REQUIRED WORK:
What you return must match the records word for word.

RECORDS:
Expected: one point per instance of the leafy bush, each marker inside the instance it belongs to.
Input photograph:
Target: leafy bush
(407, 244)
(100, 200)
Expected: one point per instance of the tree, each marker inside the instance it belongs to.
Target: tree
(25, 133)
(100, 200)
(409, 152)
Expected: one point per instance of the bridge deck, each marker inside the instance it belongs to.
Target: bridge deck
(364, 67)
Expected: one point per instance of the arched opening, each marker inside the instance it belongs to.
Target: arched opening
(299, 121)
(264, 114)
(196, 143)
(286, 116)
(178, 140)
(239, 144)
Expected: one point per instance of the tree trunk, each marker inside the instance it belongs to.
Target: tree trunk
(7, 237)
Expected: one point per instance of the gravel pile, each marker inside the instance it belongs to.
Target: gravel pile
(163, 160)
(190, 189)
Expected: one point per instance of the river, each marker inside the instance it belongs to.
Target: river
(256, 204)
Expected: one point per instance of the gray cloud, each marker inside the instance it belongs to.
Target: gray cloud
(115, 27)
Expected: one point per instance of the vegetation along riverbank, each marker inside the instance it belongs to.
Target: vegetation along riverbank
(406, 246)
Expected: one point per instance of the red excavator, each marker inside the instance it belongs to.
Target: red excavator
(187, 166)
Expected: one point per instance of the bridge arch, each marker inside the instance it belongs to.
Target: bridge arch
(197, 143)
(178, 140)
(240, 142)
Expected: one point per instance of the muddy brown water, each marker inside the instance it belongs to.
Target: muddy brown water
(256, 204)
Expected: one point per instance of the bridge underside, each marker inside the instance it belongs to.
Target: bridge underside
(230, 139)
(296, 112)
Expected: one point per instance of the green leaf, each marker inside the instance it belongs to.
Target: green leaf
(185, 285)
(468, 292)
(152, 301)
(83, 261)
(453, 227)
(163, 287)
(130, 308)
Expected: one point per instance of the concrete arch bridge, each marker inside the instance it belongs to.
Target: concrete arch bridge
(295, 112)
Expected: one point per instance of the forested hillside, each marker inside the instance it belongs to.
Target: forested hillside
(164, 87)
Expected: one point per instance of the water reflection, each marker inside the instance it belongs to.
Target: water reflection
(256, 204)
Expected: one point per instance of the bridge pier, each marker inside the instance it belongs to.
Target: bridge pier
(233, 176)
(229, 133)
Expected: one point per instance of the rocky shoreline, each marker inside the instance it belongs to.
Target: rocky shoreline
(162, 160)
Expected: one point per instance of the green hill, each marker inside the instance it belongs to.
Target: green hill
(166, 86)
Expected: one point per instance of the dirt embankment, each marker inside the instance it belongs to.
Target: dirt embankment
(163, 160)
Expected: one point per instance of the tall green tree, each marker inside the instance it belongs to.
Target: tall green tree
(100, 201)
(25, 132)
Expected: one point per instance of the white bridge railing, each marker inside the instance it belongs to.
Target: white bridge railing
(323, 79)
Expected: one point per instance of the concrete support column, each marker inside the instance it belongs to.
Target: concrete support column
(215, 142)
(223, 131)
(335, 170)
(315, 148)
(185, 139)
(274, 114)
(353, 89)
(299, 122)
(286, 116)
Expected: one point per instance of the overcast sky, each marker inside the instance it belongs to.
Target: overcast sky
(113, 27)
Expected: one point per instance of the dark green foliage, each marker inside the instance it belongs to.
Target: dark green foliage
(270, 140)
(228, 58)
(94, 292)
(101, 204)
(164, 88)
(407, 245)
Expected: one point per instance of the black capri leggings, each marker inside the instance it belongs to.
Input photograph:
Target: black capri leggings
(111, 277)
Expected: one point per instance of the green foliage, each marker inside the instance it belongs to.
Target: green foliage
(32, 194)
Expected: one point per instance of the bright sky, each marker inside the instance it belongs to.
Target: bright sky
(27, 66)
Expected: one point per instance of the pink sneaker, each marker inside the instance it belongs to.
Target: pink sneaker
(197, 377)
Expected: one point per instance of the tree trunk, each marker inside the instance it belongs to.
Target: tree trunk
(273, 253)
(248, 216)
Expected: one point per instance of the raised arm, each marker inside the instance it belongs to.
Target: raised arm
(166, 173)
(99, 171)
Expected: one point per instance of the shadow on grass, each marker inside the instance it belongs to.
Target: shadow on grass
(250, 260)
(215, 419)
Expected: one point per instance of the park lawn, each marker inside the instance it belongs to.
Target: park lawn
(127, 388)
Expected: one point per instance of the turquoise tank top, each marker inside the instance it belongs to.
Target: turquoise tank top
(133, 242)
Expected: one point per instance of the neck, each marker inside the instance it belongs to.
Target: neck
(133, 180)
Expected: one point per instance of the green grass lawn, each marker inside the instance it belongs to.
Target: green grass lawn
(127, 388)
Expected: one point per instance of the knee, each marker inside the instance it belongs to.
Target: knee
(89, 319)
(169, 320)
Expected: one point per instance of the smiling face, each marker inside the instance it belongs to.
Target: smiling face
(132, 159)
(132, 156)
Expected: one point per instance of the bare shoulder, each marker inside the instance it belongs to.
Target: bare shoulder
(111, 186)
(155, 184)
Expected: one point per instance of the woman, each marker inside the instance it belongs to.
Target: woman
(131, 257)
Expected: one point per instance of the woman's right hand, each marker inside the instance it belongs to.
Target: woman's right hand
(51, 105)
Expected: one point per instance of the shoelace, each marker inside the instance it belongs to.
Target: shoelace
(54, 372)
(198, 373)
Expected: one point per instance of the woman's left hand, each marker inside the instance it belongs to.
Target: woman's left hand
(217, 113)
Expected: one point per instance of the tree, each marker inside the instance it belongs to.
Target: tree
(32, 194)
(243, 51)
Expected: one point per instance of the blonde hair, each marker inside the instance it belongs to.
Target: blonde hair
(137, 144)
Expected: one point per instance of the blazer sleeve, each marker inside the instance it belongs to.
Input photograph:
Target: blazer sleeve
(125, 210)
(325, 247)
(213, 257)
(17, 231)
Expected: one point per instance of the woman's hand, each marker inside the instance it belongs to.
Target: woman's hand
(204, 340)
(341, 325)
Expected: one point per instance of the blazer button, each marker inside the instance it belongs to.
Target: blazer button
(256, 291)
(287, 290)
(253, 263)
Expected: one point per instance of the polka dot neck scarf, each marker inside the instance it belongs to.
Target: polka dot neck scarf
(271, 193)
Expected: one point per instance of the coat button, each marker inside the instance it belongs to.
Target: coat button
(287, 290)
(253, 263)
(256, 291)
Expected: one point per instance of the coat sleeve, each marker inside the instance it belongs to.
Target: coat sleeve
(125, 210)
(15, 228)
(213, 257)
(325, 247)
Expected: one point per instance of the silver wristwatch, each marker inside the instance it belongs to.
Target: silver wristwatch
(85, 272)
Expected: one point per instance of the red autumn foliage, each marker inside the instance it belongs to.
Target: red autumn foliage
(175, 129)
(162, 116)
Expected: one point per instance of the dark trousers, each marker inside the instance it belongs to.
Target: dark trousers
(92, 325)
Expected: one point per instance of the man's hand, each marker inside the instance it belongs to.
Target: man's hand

TASK RESULT:
Expected: one point per instance of the leafy bush, each marker inside the instance it belongs to.
Input photograph:
Target: leafy bush
(407, 244)
(100, 200)
Expected: one point per instance of the tree, each marker inside the instance it belongs to.
Target: tree
(25, 133)
(100, 200)
(409, 152)
Expected: one point per instance of the bridge deck, each marker inside the instance it belongs to.
Target: bridge deck
(364, 67)
Expected: one point per instance of the arched opening, each marker inside the instance it belongs to.
Target: arched opening
(299, 121)
(264, 114)
(196, 143)
(286, 116)
(178, 140)
(239, 144)
Expected: one point per instance of the tree trunk, each marker inside the instance it belongs to.
Target: tree trunk
(7, 237)
Expected: one point per instance of the gravel pile, each marker inside the instance it belongs to.
Target: gravel pile
(163, 160)
(190, 189)
Expected: one point per instance of the river, each marker inside the instance it belongs to.
Target: river
(256, 204)
Expected: one point per instance of the gray cloud, each marker inside the instance it belongs to.
Target: gray cloud
(115, 27)
Expected: one point per instance of the vegetation along riverbank, each marker inside the instance it belongs to.
Target: vegetation along riverbank
(406, 246)
Expected: one point per instance of the red excavator, each marker inside the instance it belongs to.
Target: red excavator
(187, 166)
Expected: one point per instance of the bridge arch, each marker inside the instance it belongs to.
Target: bridge arch
(197, 143)
(178, 140)
(240, 142)
Expected: one point per instance of the muddy brown water, each marker inside the instance it belongs to.
Target: muddy brown water
(256, 204)
Expected: one point per instance of the bridge underside, each marker inside the instance it belongs to.
Target: bridge underside
(230, 139)
(296, 112)
Expected: one point per instance of the green leaf, each marker inside the instance it belongs to.
Target: green leaf
(185, 285)
(468, 292)
(152, 301)
(83, 261)
(453, 227)
(163, 287)
(130, 308)
Expected: one point per instance of the concrete arch bridge, each marker inside the instance it belongs to.
Target: concrete arch bridge
(295, 112)
Expected: one point per instance of the forested hillside, each marker inside the instance it belongs to.
Target: forested hillside
(164, 87)
Expected: one point per instance of the water reflection, each marker inside the instance it belongs to.
Target: water reflection
(256, 204)
Expected: one point per instance of the bridge pier, each marker inside the instance it belongs to.
Target: bridge pier
(233, 176)
(229, 133)
Expected: one point per instance of the rocky shoreline, each marker inside the instance it belongs to.
Target: rocky shoreline
(162, 160)
Expected: one point per instance of the green hill, each marker inside the instance it belongs to.
Target: green hill
(166, 86)
Expected: one point per instance of the dirt embankment, each marker inside the instance it belongs to.
Target: dirt embankment
(163, 160)
Expected: one point per instance of the tall green tree, each marker inside the instance it belongs to.
Target: tall green tree
(100, 201)
(25, 132)
Expected: one point per instance of the white bridge railing, each marker inside the instance it belongs to.
Target: white bridge railing
(323, 79)
Expected: one point per instance of the concrete support column, each marker inside the instance it belongs to.
Target: concrete support column
(215, 142)
(223, 131)
(335, 170)
(315, 148)
(185, 139)
(274, 114)
(353, 89)
(299, 122)
(286, 116)
Expected: one point per instance of the overcast sky, each marker inside the instance it belongs to.
Target: overcast sky
(113, 27)
Expected: one point per instance of the dark green foliage, each marker inside the instance it belongs to.
Target: dark green foliage
(270, 140)
(228, 58)
(94, 292)
(101, 204)
(164, 88)
(407, 245)
Expected: one point per instance of the black capri leggings, each marker inside the instance it belongs to.
Input photograph:
Target: black capri leggings
(111, 277)
Expected: one point per instance of the green foliage, each marker inside the instance it belongs to.
Target: green foliage
(32, 194)
Expected: one point per instance of the bright sky, each marker inside the instance it belongs to.
Target: bright sky
(27, 66)
Expected: one point per instance of the pink sneaker, each marker inside the instance it belongs to.
Target: pink sneaker
(197, 377)
Expected: one point per instance of the tree trunk, each marker inside the instance it belongs to.
Target: tree trunk
(273, 253)
(248, 216)
Expected: one point per instance of the raised arm, each marker inside the instance it belongs to.
Target: raised arm
(166, 173)
(99, 171)
Expected: one point per instance of the shadow on grass, each marker inside the instance it belongs to.
Target: shadow on grass
(250, 260)
(215, 419)
Expected: one point per instance of the park lawn, each marker inside the instance it belongs to.
Target: park lawn
(127, 388)
Expected: one point per instance of the turquoise tank top, each marker inside the instance it belongs to.
Target: turquoise tank top
(133, 242)
Expected: one point per instance of the neck, each marker inside the instance it belongs to.
Target: neck
(133, 180)
Expected: one point per instance of the green grass lawn, each marker inside the instance it belongs to.
Target: green grass lawn
(127, 388)
Expected: one point per instance of the knee, each marker inside the instance it belongs to.
Target: knee
(89, 319)
(169, 320)
Expected: one point per instance of the smiling face, each marker inside the instance it belongs to.
Target: smiling face
(132, 159)
(132, 156)
Expected: one point per instance of the bare shoulder, each marker inside the instance it belongs to.
Target: bare shoulder
(111, 186)
(155, 184)
Expected: one point per instance of the woman, each marker inside the instance it belongs to.
Target: woman
(131, 257)
Expected: one point per instance of the woman's right hand, each marker inside the instance it belongs to.
Target: woman's right hand
(51, 105)
Expected: one point per instance of the shoelace, each marker inside the instance it belongs to.
Target: shoelace
(54, 372)
(198, 373)
Expected: one point per instance of the woman's left hand, each marker inside the instance it belongs to.
Target: woman's left hand
(217, 113)
Expected: one point per instance of the tree, each marker inside the instance it belongs to.
Target: tree
(32, 194)
(243, 51)
Expected: one point per instance of the blonde hair, each marker inside the instance it belongs to.
Target: blonde hair
(137, 144)
Expected: one point per instance of the blazer sleeve, each marker inside the instance it belongs to.
Input photograph:
Target: blazer sleeve
(125, 210)
(325, 247)
(213, 257)
(17, 231)
Expected: one point per instance of the woman's hand, each marker inside the instance it belongs to.
Target: woman's hand
(204, 340)
(341, 325)
Expected: one point per instance of the blazer button, each marker inside the instance it belongs to.
Target: blazer button
(256, 291)
(287, 290)
(253, 263)
Expected: one point per instance of the polka dot neck scarf, each marker inside the instance it belongs to.
Target: polka dot neck scarf
(271, 193)
Expected: one point per instance of the coat button, each marker inside the instance it belongs to.
Target: coat button
(287, 290)
(253, 263)
(256, 291)
Expected: one point per instance of the coat sleeve, each marker inside the instance it belongs to.
Target: coat sleeve
(125, 210)
(15, 228)
(213, 257)
(325, 247)
Expected: one point per instance of the silver wristwatch, each marker inside the instance it belongs to.
Target: silver wristwatch
(85, 272)
Expected: one point per instance of the red autumn foliage, each marker inside the instance it belongs to.
Target: red autumn foliage
(175, 129)
(162, 116)
Expected: one point per instance of the dark trousers, each marker inside the instance it belongs to.
Target: dark trousers
(92, 325)
Expected: one point per instance of the man's hand, each marker inside the instance it belongs to.
Target: man's hand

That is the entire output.